● **Listed entries**
———

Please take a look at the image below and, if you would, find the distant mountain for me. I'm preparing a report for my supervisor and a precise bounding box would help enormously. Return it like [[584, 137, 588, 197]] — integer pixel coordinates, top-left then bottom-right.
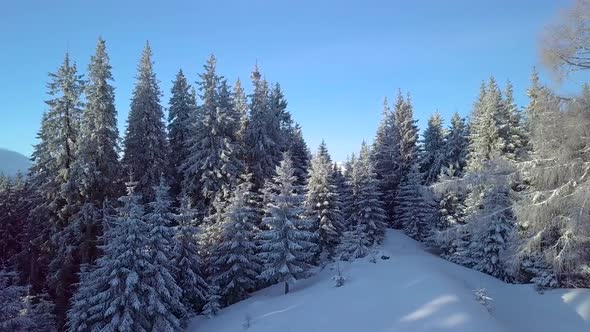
[[0, 148, 31, 176]]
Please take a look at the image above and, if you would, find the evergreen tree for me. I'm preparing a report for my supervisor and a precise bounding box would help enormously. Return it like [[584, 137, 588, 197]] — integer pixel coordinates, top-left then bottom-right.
[[259, 153, 314, 294], [27, 54, 84, 326], [390, 92, 419, 227], [467, 77, 505, 171], [394, 92, 418, 177], [77, 38, 121, 206], [26, 294, 57, 332], [443, 113, 469, 176], [244, 66, 281, 189], [346, 142, 387, 245], [337, 224, 371, 261], [172, 197, 209, 313], [203, 285, 221, 318], [420, 113, 446, 185], [232, 79, 248, 151], [145, 178, 185, 331], [0, 175, 28, 268], [284, 124, 310, 186], [398, 167, 431, 241], [371, 94, 403, 224], [168, 70, 197, 197], [458, 162, 514, 280], [0, 270, 34, 331], [183, 56, 242, 209], [305, 141, 344, 257], [268, 83, 294, 152], [51, 39, 120, 326], [68, 183, 180, 331], [122, 43, 168, 202], [210, 174, 260, 305], [502, 81, 527, 160]]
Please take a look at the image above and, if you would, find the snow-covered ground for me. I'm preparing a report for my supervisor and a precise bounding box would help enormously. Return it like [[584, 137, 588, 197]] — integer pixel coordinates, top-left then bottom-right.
[[188, 230, 590, 332]]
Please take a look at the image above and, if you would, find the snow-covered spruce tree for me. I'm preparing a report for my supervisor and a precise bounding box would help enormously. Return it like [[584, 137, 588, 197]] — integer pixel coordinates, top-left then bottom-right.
[[420, 113, 447, 185], [336, 224, 371, 261], [467, 77, 504, 172], [0, 270, 34, 331], [77, 38, 122, 206], [443, 112, 469, 176], [398, 166, 432, 241], [168, 70, 197, 198], [305, 141, 344, 258], [182, 55, 242, 213], [502, 81, 528, 161], [464, 160, 514, 280], [25, 294, 58, 332], [209, 174, 261, 305], [284, 123, 311, 188], [144, 178, 186, 331], [371, 94, 403, 225], [244, 66, 281, 189], [172, 197, 209, 314], [259, 153, 314, 294], [268, 83, 294, 152], [51, 39, 121, 326], [346, 142, 387, 245], [68, 183, 180, 331], [27, 54, 83, 326], [428, 167, 468, 258], [122, 43, 168, 202], [231, 78, 248, 149], [0, 174, 29, 267], [203, 285, 221, 318], [392, 91, 419, 224], [66, 38, 122, 271], [515, 81, 590, 288], [394, 92, 418, 178]]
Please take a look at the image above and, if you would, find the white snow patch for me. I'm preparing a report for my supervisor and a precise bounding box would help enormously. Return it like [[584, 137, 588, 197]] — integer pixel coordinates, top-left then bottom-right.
[[187, 230, 590, 332]]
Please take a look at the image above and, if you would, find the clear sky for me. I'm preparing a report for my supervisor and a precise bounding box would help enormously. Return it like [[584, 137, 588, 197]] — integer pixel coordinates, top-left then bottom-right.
[[0, 0, 584, 160]]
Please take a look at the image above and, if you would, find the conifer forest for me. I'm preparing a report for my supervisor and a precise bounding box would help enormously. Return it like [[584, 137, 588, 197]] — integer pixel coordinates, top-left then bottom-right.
[[0, 0, 590, 332]]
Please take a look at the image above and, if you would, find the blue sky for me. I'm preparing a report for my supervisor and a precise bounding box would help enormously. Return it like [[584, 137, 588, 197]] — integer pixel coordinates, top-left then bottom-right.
[[0, 0, 579, 160]]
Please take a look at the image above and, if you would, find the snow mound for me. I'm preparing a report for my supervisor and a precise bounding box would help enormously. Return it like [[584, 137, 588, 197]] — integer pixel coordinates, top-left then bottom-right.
[[187, 230, 590, 332]]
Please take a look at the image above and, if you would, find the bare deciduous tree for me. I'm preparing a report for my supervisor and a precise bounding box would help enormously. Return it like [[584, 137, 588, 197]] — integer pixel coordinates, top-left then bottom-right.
[[540, 0, 590, 79]]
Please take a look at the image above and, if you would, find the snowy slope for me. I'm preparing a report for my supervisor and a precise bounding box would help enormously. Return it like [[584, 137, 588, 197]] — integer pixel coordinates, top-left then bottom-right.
[[188, 230, 590, 332]]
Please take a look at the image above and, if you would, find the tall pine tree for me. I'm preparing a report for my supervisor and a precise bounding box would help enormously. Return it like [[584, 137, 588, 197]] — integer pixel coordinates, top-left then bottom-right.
[[122, 43, 168, 202], [259, 153, 314, 294], [168, 70, 197, 197]]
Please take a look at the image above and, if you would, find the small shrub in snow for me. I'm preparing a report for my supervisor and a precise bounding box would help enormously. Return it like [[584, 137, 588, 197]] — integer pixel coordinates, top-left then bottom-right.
[[242, 313, 252, 330], [473, 288, 494, 311], [332, 263, 346, 287]]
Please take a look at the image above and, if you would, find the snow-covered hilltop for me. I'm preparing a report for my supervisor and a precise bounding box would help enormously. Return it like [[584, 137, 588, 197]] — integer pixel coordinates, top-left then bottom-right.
[[187, 230, 590, 332]]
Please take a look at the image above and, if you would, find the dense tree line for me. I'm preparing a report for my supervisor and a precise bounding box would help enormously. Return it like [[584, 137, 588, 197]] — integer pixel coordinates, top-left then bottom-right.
[[0, 1, 590, 331]]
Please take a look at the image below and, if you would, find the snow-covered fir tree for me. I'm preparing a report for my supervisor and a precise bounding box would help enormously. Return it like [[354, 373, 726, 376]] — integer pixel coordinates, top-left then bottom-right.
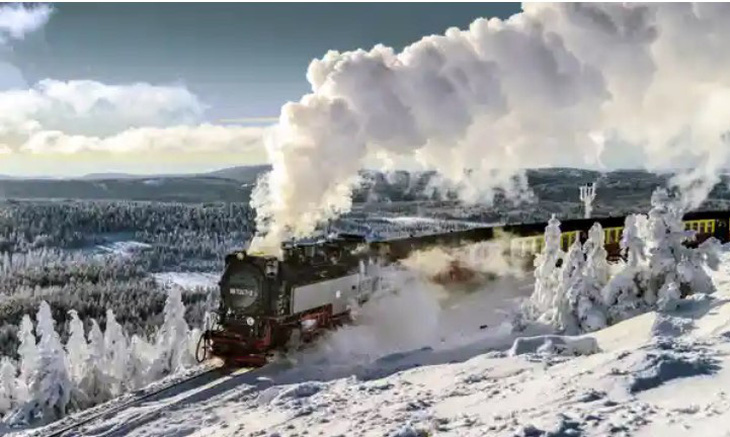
[[601, 215, 648, 324], [541, 239, 585, 335], [81, 319, 111, 404], [644, 189, 719, 309], [0, 357, 19, 417], [66, 310, 89, 386], [18, 314, 38, 402], [22, 301, 72, 421], [104, 310, 129, 396], [127, 335, 158, 389], [66, 310, 92, 406], [619, 214, 646, 268], [154, 287, 193, 375], [571, 223, 611, 332], [526, 214, 563, 319]]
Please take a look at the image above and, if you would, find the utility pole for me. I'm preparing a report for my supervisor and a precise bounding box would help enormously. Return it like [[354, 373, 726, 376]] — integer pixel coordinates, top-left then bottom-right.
[[580, 183, 596, 218]]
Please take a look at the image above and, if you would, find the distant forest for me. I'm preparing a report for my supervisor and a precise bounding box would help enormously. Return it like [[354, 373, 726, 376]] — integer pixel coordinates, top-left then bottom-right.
[[0, 201, 253, 355]]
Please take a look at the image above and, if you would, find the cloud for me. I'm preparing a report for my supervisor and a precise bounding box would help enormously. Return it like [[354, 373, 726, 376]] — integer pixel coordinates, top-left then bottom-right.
[[0, 79, 263, 154], [252, 3, 730, 255], [0, 4, 53, 44], [20, 123, 263, 157]]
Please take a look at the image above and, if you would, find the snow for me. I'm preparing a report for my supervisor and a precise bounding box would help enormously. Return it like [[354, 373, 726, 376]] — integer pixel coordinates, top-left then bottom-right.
[[151, 272, 220, 290], [11, 247, 730, 437], [95, 240, 152, 257]]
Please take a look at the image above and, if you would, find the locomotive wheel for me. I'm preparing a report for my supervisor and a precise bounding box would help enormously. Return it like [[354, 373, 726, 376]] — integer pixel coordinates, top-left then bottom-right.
[[195, 332, 211, 363]]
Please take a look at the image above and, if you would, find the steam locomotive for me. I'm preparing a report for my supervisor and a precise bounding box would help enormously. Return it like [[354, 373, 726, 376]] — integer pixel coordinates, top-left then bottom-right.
[[196, 211, 730, 367]]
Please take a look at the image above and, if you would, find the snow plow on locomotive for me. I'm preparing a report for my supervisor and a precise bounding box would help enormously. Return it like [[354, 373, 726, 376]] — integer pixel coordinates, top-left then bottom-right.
[[196, 211, 730, 367]]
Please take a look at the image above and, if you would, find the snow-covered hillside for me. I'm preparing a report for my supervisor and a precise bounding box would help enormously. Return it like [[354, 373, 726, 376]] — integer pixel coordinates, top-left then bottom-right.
[[12, 248, 730, 437]]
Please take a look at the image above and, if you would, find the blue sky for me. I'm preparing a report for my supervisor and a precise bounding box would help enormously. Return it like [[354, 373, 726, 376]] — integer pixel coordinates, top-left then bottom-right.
[[0, 3, 520, 176]]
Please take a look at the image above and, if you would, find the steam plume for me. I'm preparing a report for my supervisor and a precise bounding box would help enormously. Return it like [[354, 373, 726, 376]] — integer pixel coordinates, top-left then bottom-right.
[[252, 3, 730, 249]]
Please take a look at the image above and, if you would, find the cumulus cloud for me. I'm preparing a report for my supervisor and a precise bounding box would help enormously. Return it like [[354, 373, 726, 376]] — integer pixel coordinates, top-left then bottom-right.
[[0, 79, 262, 154], [0, 4, 53, 44], [252, 3, 730, 254], [21, 123, 262, 154]]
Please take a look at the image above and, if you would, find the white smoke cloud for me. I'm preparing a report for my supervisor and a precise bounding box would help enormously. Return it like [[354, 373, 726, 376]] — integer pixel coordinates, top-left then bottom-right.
[[253, 3, 730, 249]]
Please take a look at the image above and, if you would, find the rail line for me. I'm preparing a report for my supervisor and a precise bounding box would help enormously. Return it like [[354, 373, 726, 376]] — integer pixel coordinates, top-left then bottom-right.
[[39, 366, 252, 437]]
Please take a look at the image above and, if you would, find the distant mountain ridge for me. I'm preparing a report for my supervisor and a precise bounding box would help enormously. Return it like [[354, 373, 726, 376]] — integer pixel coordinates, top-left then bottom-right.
[[79, 164, 271, 182]]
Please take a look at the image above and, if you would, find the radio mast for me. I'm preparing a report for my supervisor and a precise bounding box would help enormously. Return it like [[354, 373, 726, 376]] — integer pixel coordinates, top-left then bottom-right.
[[580, 183, 596, 218]]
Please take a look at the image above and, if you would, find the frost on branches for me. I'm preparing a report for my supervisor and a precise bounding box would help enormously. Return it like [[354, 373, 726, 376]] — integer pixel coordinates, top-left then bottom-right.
[[526, 214, 563, 319], [0, 292, 199, 425], [602, 215, 649, 324], [644, 189, 719, 310], [153, 288, 193, 375], [525, 189, 720, 334]]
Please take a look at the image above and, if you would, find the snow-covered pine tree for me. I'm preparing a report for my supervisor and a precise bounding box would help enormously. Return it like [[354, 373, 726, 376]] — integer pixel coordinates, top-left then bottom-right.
[[23, 301, 72, 421], [601, 215, 648, 325], [66, 310, 92, 407], [66, 310, 89, 386], [526, 214, 563, 319], [0, 357, 19, 417], [154, 287, 193, 375], [619, 214, 646, 268], [644, 189, 719, 310], [81, 319, 111, 404], [126, 335, 157, 389], [18, 314, 38, 402], [572, 223, 611, 332], [104, 309, 129, 396], [541, 239, 585, 335], [583, 223, 611, 288]]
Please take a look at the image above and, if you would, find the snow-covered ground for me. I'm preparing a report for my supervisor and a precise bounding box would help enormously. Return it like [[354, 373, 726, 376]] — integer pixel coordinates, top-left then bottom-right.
[[95, 240, 152, 256], [152, 272, 220, 290], [17, 251, 730, 437]]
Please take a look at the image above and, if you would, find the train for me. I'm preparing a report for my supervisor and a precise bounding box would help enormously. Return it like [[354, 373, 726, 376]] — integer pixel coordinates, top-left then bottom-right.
[[196, 211, 730, 367]]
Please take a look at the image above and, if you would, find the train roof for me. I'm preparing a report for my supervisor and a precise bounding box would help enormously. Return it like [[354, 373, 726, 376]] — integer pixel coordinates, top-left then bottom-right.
[[237, 210, 730, 255]]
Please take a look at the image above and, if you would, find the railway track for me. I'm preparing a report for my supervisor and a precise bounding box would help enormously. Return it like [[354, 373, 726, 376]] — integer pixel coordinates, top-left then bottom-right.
[[36, 366, 253, 437]]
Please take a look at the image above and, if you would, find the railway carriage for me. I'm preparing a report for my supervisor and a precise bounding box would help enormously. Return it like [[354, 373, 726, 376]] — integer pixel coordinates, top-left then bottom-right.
[[197, 211, 730, 366]]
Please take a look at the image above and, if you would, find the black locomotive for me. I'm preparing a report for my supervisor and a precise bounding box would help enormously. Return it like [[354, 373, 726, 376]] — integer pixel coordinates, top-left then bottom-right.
[[198, 211, 730, 367]]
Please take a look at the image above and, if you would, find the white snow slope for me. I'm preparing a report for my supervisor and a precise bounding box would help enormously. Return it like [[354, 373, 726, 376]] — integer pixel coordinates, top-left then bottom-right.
[[17, 252, 730, 437]]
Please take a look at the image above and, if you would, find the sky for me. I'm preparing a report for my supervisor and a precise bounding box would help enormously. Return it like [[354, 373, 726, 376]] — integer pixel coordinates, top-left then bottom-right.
[[0, 3, 521, 176]]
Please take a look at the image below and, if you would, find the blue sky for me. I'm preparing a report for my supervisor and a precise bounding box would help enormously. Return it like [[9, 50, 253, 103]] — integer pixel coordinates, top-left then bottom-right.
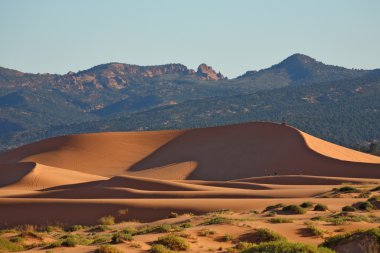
[[0, 0, 380, 77]]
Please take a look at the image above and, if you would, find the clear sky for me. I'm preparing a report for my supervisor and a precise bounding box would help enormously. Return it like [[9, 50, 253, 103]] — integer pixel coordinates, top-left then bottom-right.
[[0, 0, 380, 77]]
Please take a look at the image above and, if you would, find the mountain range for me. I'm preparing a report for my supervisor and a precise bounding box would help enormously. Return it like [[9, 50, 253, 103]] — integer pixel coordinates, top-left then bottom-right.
[[0, 54, 380, 150]]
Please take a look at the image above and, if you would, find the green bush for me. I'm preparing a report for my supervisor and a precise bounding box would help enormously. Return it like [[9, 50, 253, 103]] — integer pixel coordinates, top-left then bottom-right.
[[313, 204, 328, 211], [342, 206, 356, 212], [203, 217, 232, 225], [111, 232, 133, 244], [150, 244, 174, 253], [263, 203, 284, 213], [250, 228, 286, 243], [95, 245, 123, 253], [242, 241, 334, 253], [268, 218, 293, 223], [0, 237, 25, 251], [198, 228, 215, 236], [282, 205, 306, 214], [65, 225, 85, 232], [357, 201, 373, 211], [98, 215, 115, 225], [154, 234, 190, 251], [321, 228, 380, 253], [168, 212, 178, 218], [305, 221, 324, 236], [220, 234, 234, 242], [179, 223, 193, 228], [300, 201, 314, 208], [60, 234, 92, 247]]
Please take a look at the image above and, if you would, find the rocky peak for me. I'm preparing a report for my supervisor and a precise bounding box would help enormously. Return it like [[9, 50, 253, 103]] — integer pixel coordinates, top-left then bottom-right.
[[196, 63, 226, 81], [278, 53, 318, 66]]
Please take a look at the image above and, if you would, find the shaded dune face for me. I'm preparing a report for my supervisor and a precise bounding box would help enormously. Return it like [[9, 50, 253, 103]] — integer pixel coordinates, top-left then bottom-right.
[[129, 123, 380, 180], [0, 122, 380, 180]]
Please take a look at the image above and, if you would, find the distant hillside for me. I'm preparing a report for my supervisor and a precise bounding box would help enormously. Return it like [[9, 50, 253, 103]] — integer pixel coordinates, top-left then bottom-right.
[[0, 54, 380, 150]]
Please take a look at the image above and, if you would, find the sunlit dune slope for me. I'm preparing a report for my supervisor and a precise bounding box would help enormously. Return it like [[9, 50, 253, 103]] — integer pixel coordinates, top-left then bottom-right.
[[0, 162, 108, 190], [0, 122, 380, 180]]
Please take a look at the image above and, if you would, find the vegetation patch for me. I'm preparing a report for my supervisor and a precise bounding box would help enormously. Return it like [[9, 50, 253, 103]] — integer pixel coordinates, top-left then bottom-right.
[[198, 228, 216, 236], [95, 245, 123, 253], [239, 228, 286, 243], [98, 215, 115, 225], [263, 203, 285, 213], [300, 201, 314, 208], [268, 217, 293, 223], [336, 186, 360, 193], [321, 228, 380, 253], [0, 237, 25, 251], [111, 231, 133, 244], [313, 204, 328, 211], [354, 201, 374, 211], [153, 234, 190, 251], [305, 221, 324, 237], [202, 216, 233, 225], [282, 205, 306, 214], [342, 206, 357, 212]]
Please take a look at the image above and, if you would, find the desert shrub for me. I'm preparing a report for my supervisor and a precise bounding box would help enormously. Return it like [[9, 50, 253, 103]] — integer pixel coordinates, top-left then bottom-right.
[[168, 212, 178, 218], [282, 205, 306, 214], [313, 204, 328, 211], [198, 228, 215, 236], [111, 232, 133, 244], [117, 208, 128, 216], [98, 215, 115, 225], [203, 216, 232, 225], [60, 234, 92, 247], [61, 238, 77, 247], [92, 234, 113, 244], [305, 221, 324, 236], [242, 241, 334, 253], [321, 228, 380, 253], [263, 203, 284, 213], [88, 225, 110, 233], [65, 225, 85, 232], [154, 234, 190, 251], [358, 192, 371, 198], [268, 217, 293, 223], [179, 223, 193, 228], [342, 206, 356, 212], [300, 201, 314, 208], [368, 195, 380, 203], [338, 186, 359, 193], [95, 245, 123, 253], [220, 234, 234, 242], [134, 224, 184, 235], [0, 237, 25, 251], [121, 227, 136, 235], [249, 228, 286, 243], [149, 244, 173, 253], [235, 242, 256, 250], [356, 201, 373, 211], [9, 236, 24, 243]]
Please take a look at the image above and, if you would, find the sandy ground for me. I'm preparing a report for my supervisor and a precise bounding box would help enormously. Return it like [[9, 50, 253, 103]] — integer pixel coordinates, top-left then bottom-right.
[[0, 122, 380, 252]]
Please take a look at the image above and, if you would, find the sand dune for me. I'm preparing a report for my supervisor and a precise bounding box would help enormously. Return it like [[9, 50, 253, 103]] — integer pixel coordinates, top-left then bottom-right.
[[0, 162, 107, 190], [0, 122, 380, 226], [0, 122, 380, 180]]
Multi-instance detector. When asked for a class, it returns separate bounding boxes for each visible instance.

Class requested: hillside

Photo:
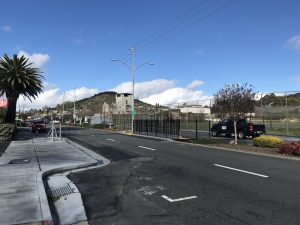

———

● **The problem**
Please copy everything in the data above, from the line containing "find the tall" down to the line containing "70, 197, 197]]", including both of those lines, character for character.

● **Completed task**
Please take a look at the image above and, if you would, find the tall pine tree for me. I'm preparing a report for my supervisor and a precise bounding box would help enormously. Return it like [[584, 137, 588, 197]] — integer pixel coordinates, top-left then bottom-right.
[[122, 43, 168, 202], [259, 153, 314, 294], [168, 70, 197, 197]]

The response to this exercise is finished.